▶ **Artículo**
——
Juventud Rebelde - Diario de la Juventud Cubana

Una visita a Oscar López Rivera con las manos en el cristal

Puertorriqueños y cubanos hemos dicho en este septiembre tan especial en la historia hermana y compartida: ¡Libertad para los nuestros!

Autor:

Juana Carrasco Martín

Viste de negro, y sobre su pecho  un distintivo donde en fondo verde destaca el rostro de Oscar López Rivera; es Clarisa López Ramos, hija del prisionero político más antiguo de nuestro hemisferio, quien lleva ya 32 años encarcelado en Estados Unidos y mantiene la gallarda actitud de un patriota en lucha por la independencia de su patria: Puerto Rico.

Con tono suave, pero visiblemente emocionada, Clarisa habla del sufrimiento personal, expresado en los recuerdos de un primer encuentro…

«Conocí a mi papá, Oscar López Rivera, preso político puertorriqueño, cuando yo tenía diez años de edad.

«Cuando yo nací, en Chicago, ya él era un luchador por la independencia; y era muy perseguido por el FBI.

«Ante el ambiente hostil que había allí contra él, mi mamá decidió que nos mudáramos con mi hermana materna a Puerto Rico. Entonces todavía yo era muy pequeña».

Aunque ya él había preparado una casa confortable y segura para convivir con la familia, nunca pudieron hacerlo.

«En noviembre de 1975, el FBI comienza a buscarlo y él se va al clandestinaje, y no es hasta 1981 que tengo el primer encuentro con mi papá. Lo apresaron el 29 de mayo, a las 10:30 de la mañana. Nunca se me va a olvidar.

«Yo no lo presencié, estaba en Puerto Rico y en la escuela en ese momento.

«Recuerdo que mi mamá fue a buscarme rápidamente; cuando nos enteramos que mi papá había sido apresado era en horas de la tarde y de inmediato me compraron un pasaje para ir a Estados Unidos y poder verlo.

«Imagínese a una niña de diez años que por primera vez iba a ir a un sitio que era tan inhóspito y conocer así a esa figura paternal, y tener esa secuela, porque yo tenía el reflejo de lo que la memoria familiar ha ido atesorando y añorando. Porque en mi casa, mi mamá sí nos dejaba que tuviéramos fotos de mi papá y nos contaba historias. Mi mamá y mi papá habían sido amigos desde la infancia, y la familia de mi papá siempre trataba de mantener ese vínculo bien estrecho con-migo.

«Así que, cuando trajeron a mi papá, vino con un traje naranja, el pelo todo desaliñado, esposado de pies y de manos, en un cuarto bien estrecho, que no era en el salón de visitas y se negaron a quitarle las esposas. Esa fue mi primera impresión…».
——
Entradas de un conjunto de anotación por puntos
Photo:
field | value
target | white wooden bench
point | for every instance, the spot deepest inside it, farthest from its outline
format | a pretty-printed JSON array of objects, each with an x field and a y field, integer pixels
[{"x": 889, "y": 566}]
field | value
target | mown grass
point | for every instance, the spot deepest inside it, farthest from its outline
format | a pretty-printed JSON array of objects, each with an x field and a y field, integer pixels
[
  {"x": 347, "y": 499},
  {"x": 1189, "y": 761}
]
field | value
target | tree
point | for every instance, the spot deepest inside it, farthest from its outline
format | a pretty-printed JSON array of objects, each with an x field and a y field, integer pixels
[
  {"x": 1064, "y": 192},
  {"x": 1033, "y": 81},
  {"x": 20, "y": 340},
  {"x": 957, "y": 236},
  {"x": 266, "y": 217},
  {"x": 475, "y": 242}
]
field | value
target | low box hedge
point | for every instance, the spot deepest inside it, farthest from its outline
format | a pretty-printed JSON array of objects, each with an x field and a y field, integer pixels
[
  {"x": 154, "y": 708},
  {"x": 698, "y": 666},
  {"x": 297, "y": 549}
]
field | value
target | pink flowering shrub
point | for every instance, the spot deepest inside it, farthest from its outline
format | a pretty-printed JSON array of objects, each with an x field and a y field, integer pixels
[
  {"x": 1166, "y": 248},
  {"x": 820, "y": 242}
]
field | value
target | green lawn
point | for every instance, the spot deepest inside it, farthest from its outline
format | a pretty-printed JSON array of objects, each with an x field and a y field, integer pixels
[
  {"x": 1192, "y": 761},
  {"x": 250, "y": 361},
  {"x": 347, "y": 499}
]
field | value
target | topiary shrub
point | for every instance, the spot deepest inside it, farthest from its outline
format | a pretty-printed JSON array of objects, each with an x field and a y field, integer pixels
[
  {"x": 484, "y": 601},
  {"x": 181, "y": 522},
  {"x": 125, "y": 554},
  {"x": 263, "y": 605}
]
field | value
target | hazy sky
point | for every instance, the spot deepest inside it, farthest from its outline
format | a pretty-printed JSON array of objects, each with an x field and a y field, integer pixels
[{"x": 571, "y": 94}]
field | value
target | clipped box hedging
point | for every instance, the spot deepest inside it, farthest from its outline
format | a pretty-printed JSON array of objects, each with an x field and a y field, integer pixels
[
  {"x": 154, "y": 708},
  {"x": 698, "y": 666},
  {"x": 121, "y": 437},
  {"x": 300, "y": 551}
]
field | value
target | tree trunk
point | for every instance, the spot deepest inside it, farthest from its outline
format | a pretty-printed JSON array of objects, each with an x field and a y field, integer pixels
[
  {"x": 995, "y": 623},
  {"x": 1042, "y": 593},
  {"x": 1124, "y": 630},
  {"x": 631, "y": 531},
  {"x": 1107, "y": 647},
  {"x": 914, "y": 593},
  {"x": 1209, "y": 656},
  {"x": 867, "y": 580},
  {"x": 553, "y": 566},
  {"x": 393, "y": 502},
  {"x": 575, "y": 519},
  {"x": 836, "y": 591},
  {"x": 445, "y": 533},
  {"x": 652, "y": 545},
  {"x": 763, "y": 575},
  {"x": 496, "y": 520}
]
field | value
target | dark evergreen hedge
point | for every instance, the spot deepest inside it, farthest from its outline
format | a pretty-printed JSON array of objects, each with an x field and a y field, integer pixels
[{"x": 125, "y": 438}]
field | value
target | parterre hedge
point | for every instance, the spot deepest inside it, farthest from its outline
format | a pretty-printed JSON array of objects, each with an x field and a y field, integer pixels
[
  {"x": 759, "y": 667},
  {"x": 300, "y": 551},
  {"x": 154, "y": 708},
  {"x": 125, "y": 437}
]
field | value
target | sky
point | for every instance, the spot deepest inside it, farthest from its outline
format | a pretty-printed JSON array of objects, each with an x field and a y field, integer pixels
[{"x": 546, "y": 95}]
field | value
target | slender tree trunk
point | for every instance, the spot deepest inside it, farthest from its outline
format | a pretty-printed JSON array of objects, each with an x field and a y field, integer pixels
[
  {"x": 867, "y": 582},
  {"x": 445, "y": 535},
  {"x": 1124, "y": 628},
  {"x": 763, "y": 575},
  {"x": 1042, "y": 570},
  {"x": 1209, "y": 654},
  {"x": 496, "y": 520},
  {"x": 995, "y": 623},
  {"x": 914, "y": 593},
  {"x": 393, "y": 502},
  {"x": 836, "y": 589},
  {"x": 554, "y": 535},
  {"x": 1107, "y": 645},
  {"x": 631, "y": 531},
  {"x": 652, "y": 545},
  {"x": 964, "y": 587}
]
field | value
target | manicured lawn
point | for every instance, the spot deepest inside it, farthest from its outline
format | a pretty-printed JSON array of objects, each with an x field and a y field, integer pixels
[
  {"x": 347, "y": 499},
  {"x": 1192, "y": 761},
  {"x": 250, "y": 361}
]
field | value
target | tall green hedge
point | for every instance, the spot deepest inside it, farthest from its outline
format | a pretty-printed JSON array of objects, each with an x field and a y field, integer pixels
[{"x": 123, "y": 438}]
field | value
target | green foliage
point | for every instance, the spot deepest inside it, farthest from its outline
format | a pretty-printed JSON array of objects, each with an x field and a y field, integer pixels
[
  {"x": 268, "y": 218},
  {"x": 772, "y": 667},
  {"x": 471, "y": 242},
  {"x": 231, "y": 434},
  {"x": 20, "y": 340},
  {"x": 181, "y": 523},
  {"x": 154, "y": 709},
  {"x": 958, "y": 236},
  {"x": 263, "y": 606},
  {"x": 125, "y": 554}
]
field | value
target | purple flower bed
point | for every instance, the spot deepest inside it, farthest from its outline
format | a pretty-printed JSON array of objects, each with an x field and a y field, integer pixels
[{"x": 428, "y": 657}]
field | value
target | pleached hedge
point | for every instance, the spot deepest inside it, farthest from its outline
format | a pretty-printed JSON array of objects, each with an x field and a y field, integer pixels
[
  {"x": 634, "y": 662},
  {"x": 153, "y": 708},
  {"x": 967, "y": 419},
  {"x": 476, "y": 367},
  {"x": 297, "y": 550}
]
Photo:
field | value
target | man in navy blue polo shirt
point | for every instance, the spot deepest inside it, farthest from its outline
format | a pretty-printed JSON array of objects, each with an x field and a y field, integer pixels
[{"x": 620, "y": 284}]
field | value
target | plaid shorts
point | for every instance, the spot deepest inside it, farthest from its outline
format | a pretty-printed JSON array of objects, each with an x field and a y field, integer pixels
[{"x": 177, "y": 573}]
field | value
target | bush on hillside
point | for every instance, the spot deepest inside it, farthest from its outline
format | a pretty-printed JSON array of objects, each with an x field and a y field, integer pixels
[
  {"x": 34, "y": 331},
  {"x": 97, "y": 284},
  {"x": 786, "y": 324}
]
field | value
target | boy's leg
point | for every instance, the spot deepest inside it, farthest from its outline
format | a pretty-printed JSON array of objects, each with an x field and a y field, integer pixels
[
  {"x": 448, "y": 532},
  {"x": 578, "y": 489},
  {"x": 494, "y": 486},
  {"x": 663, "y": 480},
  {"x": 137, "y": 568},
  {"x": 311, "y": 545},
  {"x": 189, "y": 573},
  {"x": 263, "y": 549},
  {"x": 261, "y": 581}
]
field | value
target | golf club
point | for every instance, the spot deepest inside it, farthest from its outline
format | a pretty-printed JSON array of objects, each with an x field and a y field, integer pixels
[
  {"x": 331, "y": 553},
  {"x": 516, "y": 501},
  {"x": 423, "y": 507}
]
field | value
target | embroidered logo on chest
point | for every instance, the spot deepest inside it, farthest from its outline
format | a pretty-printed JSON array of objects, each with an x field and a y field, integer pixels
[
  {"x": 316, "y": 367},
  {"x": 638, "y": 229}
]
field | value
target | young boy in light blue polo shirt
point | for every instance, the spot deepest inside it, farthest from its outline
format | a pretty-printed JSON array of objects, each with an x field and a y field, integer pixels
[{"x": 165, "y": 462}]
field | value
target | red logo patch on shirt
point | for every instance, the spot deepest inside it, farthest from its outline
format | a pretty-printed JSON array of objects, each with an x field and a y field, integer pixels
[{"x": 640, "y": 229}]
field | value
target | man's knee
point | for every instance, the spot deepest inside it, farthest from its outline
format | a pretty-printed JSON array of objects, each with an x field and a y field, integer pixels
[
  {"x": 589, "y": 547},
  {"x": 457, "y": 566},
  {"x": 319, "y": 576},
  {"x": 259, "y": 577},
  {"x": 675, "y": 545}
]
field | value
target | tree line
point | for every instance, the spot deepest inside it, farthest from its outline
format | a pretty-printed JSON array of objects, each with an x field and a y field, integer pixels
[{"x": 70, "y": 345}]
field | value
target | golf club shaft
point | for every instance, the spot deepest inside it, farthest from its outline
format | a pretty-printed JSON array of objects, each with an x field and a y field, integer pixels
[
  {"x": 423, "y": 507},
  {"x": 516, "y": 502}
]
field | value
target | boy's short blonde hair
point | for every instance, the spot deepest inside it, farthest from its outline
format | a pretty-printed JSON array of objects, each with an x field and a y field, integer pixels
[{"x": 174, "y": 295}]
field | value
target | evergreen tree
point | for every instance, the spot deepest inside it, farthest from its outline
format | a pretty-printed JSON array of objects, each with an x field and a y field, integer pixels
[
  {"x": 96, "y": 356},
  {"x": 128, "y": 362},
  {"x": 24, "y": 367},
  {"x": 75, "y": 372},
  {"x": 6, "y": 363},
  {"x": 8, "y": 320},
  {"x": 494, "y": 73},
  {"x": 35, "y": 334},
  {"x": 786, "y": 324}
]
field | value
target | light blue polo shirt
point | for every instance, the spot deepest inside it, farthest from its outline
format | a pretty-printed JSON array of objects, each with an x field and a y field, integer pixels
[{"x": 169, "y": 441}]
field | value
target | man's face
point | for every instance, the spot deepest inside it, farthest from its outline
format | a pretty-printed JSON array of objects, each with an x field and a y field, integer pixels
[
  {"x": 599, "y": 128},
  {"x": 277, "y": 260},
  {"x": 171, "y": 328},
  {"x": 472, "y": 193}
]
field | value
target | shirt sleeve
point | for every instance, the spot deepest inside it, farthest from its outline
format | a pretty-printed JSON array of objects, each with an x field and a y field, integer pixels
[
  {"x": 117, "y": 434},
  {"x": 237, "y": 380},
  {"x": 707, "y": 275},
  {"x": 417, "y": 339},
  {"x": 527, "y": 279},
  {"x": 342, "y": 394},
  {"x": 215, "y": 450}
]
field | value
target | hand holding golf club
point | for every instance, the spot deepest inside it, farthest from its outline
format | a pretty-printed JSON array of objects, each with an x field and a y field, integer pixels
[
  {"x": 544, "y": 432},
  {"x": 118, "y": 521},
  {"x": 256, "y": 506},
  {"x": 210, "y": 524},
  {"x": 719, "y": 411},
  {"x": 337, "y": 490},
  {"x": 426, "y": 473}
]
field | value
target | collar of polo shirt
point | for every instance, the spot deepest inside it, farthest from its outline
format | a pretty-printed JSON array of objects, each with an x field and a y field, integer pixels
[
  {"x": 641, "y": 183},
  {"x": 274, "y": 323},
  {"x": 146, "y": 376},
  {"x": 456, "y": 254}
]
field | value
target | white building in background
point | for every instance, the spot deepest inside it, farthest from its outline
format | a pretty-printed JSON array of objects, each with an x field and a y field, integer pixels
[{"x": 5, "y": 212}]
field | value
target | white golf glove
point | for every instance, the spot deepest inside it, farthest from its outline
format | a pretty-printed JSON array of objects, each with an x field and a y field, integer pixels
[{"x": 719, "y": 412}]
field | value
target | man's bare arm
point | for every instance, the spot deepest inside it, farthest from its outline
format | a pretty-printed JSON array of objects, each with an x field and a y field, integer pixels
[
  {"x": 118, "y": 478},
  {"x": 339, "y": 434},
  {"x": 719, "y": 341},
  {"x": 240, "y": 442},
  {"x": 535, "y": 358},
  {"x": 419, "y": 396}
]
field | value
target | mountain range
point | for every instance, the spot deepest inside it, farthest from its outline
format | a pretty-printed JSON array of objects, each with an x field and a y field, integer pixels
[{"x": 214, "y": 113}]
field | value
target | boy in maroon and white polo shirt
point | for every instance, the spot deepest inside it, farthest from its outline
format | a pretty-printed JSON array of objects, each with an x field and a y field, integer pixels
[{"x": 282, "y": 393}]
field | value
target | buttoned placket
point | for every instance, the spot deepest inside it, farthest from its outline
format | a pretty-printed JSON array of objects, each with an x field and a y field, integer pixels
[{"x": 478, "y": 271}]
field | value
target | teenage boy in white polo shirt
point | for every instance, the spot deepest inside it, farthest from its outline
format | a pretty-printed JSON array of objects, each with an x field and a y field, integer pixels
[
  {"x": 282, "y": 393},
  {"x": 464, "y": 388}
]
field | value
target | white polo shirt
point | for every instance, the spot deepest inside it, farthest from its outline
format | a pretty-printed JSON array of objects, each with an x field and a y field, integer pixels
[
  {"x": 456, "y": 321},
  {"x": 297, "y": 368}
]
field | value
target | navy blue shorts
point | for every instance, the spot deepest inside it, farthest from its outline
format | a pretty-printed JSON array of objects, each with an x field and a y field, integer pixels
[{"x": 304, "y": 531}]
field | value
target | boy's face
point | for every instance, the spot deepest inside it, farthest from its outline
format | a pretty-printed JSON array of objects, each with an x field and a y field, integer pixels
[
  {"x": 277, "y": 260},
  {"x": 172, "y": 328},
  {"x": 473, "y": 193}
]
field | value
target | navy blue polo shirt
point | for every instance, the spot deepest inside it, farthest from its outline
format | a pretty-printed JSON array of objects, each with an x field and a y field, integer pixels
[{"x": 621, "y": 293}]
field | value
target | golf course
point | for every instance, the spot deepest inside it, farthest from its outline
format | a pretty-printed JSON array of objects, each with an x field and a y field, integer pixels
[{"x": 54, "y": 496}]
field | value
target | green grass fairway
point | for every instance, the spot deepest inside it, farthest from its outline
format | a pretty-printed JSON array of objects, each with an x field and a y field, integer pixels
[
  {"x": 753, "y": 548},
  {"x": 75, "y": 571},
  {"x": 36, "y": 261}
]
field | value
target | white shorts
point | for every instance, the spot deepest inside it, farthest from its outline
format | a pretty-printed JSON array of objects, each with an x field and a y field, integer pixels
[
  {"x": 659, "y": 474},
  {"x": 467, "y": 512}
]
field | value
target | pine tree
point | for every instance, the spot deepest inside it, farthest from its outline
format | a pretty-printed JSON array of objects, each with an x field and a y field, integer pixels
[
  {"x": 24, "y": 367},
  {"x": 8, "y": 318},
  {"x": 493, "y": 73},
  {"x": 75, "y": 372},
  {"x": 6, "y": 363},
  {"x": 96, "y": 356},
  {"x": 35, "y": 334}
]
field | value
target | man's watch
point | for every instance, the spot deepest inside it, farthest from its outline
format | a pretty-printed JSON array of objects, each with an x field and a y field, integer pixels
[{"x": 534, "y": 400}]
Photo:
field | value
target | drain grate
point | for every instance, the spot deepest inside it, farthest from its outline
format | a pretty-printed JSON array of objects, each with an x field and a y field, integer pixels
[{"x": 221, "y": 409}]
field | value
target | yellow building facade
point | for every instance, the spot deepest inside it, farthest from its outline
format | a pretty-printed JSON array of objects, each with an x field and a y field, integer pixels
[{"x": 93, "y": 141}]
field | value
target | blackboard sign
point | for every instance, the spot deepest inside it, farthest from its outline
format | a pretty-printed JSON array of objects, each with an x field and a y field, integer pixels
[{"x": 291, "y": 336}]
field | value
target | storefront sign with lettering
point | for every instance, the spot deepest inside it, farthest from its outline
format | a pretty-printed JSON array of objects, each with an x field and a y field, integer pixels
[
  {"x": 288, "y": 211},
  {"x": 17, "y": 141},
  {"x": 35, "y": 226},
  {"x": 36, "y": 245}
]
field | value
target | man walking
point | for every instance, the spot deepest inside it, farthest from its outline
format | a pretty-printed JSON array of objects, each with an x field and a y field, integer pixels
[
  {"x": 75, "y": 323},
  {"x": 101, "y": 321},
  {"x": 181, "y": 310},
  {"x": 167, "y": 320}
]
——
▶ **Tus tareas**
**a)** Responde estas preguntas sobre el artículo, cada una en su línea:
(i) ¿Cuántos años lleva encarcelado Oscar López Rivera en Estados Unidos?
(ii) ¿En qué ciudad nació Clarisa López Ramos?
(iii) ¿Qué edad tenía Clarisa cuando conoció a su padre?
**b)** Copia del artículo, por favor, el pasaje de "Con tono suave, pero" a "va a olvidar.", palabra por palabra.

▶ **Lista de respuestas**
**a)**
(i) 32 años.
(ii) En Chicago.
(iii) Diez años.

**b)**
Con tono suave, pero visiblemente emocionada, Clarisa habla del sufrimiento personal, expresado en los recuerdos de un primer encuentro…

«Conocí a mi papá, Oscar López Rivera, preso político puertorriqueño, cuando yo tenía diez años de edad.

«Cuando yo nací, en Chicago, ya él era un luchador por la independencia; y era muy perseguido por el FBI.

«Ante el ambiente hostil que había allí contra él, mi mamá decidió que nos mudáramos con mi hermana materna a Puerto Rico. Entonces todavía yo era muy pequeña».

Aunque ya él había preparado una casa confortable y segura para convivir con la familia, nunca pudieron hacerlo.

«En noviembre de 1975, el FBI comienza a buscarlo y él se va al clandestinaje, y no es hasta 1981 que tengo el primer encuentro con mi papá. Lo apresaron el 29 de mayo, a las 10:30 de la mañana. Nunca se me va a olvidar.